Problem to work on
Arrange everything from the line containing "[Batch spec] Target class: orange" down to the line containing "[469, 247, 503, 284]]" as a two-column CSV headed record and answer. Give one row per record, with each field quoted and its line breaks replaced by spaces.

[start of Given entries]

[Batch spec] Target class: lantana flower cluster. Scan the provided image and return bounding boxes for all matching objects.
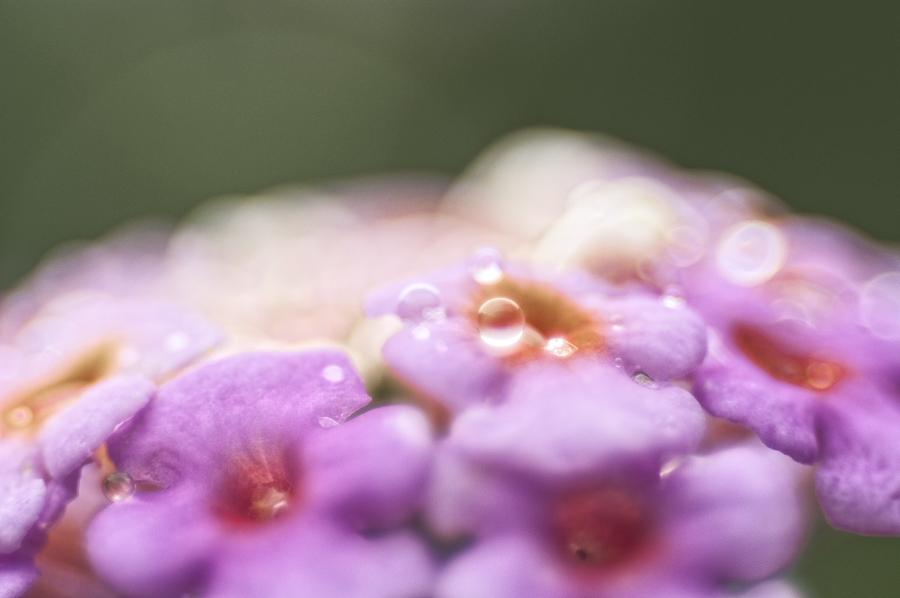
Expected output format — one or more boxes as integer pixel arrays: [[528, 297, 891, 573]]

[end of Given entries]
[start of Given entries]

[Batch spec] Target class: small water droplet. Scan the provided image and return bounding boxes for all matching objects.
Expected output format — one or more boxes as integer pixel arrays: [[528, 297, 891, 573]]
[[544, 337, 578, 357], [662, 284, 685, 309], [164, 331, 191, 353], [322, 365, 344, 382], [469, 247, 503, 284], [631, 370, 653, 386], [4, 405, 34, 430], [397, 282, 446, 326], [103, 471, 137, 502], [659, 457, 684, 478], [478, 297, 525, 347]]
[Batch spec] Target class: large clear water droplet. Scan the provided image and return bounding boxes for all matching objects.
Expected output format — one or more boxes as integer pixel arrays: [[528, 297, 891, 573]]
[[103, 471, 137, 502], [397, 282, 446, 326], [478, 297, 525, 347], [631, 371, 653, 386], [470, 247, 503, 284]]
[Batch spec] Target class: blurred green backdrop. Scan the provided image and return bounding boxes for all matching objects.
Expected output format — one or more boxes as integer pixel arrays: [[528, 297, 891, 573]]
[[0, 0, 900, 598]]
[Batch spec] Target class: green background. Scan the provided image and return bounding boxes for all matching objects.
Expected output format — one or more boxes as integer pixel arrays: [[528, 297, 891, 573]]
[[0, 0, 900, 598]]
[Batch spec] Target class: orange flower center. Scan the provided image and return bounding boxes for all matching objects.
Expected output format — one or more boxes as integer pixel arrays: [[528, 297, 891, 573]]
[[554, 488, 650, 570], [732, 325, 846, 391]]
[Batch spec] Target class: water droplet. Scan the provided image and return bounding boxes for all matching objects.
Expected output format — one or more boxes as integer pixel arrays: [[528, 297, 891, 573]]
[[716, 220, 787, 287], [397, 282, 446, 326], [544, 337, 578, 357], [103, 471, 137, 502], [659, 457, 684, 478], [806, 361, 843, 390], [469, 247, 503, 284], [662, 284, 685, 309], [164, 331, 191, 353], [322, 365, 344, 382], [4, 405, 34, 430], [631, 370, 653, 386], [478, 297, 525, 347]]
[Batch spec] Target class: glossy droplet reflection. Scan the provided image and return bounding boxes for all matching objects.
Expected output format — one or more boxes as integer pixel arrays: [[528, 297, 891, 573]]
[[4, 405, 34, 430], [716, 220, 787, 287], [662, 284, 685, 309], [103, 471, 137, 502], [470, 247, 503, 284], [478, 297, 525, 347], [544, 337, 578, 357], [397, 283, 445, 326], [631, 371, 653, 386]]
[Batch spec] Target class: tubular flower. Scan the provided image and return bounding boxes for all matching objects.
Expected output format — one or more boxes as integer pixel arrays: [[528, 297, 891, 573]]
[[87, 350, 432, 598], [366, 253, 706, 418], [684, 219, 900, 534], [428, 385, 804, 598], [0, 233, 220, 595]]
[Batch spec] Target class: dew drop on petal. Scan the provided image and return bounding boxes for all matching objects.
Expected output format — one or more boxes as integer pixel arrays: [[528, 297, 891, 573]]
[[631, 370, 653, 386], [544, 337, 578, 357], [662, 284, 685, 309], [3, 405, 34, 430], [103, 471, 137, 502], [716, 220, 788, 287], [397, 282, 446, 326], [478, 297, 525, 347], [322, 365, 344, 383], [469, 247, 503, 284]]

[end of Given entries]

Result of the exercise
record,answer
"[Batch spec] Target class: orange flower center. Scan the provided image and return bounding boxes for all matching objects. Expected output format — one or more boxes as integer pixel arrays: [[528, 297, 891, 573]]","[[554, 488, 650, 570], [732, 325, 846, 391]]"
"[Batch spec] Target class: water droplet. Scan the provided image and return bounding boxes for all matching objects. Expected output format — one or more boxes as integer pixel arrays: [[528, 297, 891, 573]]","[[716, 220, 787, 287], [397, 282, 446, 326], [544, 337, 578, 357], [103, 471, 137, 502], [659, 457, 684, 478], [806, 361, 843, 390], [469, 247, 503, 284], [662, 284, 685, 309], [164, 331, 191, 353], [322, 365, 344, 382], [4, 405, 34, 430], [631, 370, 653, 386], [478, 297, 525, 347]]"
"[Batch spec] Target class: glossy droplet reflection. Scan the provided image and return bounding boxes for all matching objects. Expected output format — one or more boxes as integer pixel arrays: [[528, 297, 891, 573]]","[[4, 405, 34, 430], [716, 220, 787, 287], [662, 284, 685, 309], [103, 471, 137, 502], [470, 247, 503, 284], [478, 297, 525, 347], [544, 337, 578, 357], [397, 283, 445, 326], [631, 371, 653, 386]]"
"[Batch spec] Target class: tubular flower. Scan the provided image and return bounding boxes for all matching objects. Expected output format — one or more boxes as integer pixel arrays: [[528, 297, 891, 573]]","[[87, 350, 432, 598], [366, 253, 706, 418], [684, 219, 900, 534], [428, 385, 804, 598], [0, 233, 220, 595]]"
"[Batch spec] Target class: dew drop on petal. Scan the provided image and return bounding boxes for all matching objects. Expected output format — one or more boxes as integer pixel arrays: [[528, 297, 891, 573]]","[[631, 370, 653, 386], [544, 337, 578, 357], [662, 284, 685, 309], [3, 405, 34, 430], [103, 471, 137, 502], [716, 220, 788, 287], [397, 282, 446, 326], [478, 297, 525, 347], [322, 365, 344, 383], [469, 247, 503, 284]]"